===== TEKST ŹRÓDŁOWY =====

Błędne przekonania i archaiczne myślenie o marketingu prowadzą do tego, że firmy nie wykorzystują dostatecznie szansy na rozwój. Dlaczego nie dostrzegają tego marazmu? Czy drukowanie kilkunastu tysięcy ulotek miesięcznie i przekonanie, że dobra strona internetowa z eksperckim blogiem to zbędny wymysł może wpłynąć na nierentowność firmy? Z pewnością nie zawsze. Są jednak marki i branże, które dzięki przemyślanym działaniom w sieci i atrakcyjnym kampaniom (niekoniecznie kosztującym kilkanaście czy kilkadziesiąt tysięcy) zwiększyły swoją popularność i rozwinęły biznes.

Oto lista 9 mitów, które muszą zostać obalone, aby firmy mogły się rozwijać i bez strachu inwestować w marketing internetowy.

MIT 1: Nic nie zastąpi ulotek

Czytelna strona i blog z pewnością nie wylądują zgniecione na śmietniku… Według IMedia aż 60% konsumentów odbiera markę korzystniej dzięki content marketingowi (Źródło). Śmietniki wypełnione zgniecionymi ulotkami, straszące przy wejściach do metra, sklepów, przejść podziemnych, centrum handlowych to symbole biznesowej niewiedzy, strachu albo ignorancji. Rozwój biznesu dzięki dobrej, wartościowej, przydatnej treści to działanie niedrogie, które powinno być realizowane w przemyślany, ciągły sposób. Jakie korzyści dają dobre treści? Oto kilka z nich:

  • Dodatkowy ruch na stronie – często wpływa na wzrost sprzedaży produktów;
  • Wyższa pozycja strony internetowej w wyszukiwarce Google – unikalne treści zostają doceniane przez wyszukiwarkę. Ich wysoka pozycja w wyszukiwarce sprawia, że potencjalni klienci po wpisaniu interesujących ich fraz łatwiej trafią na stronę firmy;
  • Pozycja doradcy, fachowca, eksperta – dobre, jakościowe treści sprawią, że marka lub firma będzie postrzegana jako ekspert w swojej dziedzinie. To oczywiste, że chętniej ufamy ekspertom, którzy udowodnią nam, że znają się na tym, co robią.

===== DOSTARCZONE MATERIAŁY =====

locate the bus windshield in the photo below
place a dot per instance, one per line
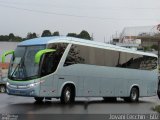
(22, 64)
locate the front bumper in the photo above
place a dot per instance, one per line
(22, 90)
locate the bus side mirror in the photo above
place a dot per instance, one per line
(5, 54)
(40, 53)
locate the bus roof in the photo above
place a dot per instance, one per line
(48, 40)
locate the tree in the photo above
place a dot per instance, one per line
(84, 35)
(72, 34)
(56, 33)
(46, 33)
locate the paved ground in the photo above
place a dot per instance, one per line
(25, 105)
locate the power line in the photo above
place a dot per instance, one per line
(88, 7)
(68, 15)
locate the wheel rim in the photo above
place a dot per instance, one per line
(134, 95)
(2, 89)
(68, 95)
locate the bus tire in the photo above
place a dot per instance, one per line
(110, 99)
(67, 95)
(2, 88)
(134, 95)
(39, 99)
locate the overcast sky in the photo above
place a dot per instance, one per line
(102, 18)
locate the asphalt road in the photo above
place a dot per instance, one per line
(26, 105)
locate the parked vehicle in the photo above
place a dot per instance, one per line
(2, 82)
(66, 67)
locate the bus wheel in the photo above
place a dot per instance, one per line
(134, 95)
(110, 99)
(2, 88)
(39, 99)
(67, 95)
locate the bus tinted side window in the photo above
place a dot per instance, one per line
(77, 55)
(51, 60)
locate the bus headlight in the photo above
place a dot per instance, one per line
(33, 84)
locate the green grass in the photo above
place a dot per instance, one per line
(157, 108)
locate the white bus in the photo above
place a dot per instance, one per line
(66, 67)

=====

# [TWOJE ZADANIE]
Jak w dwóch zdaniach streścić tekst o mitach marketingu internetowego? Rekordy nie mają tu żadnego znaczenia.

# [ROZWIĄZANIE ZADANIA]
Według tekstu przestarzałe myślenie o marketingu sprawia, że firmy nie wykorzystują dostatecznie szans na rozwój, dlatego zapowiada on listę 9 mitów do obalenia, aby firmy mogły bez strachu inwestować w marketing internetowy. Pierwszy mit, że nic nie zastąpi ulotek, podważa argumentem, że rozwój dzięki wartościowym treściom jest niedrogi, a dobre treści dają dodatkowy ruch na stronie, wyższą pozycję w wyszukiwarce Google i pozycję eksperta.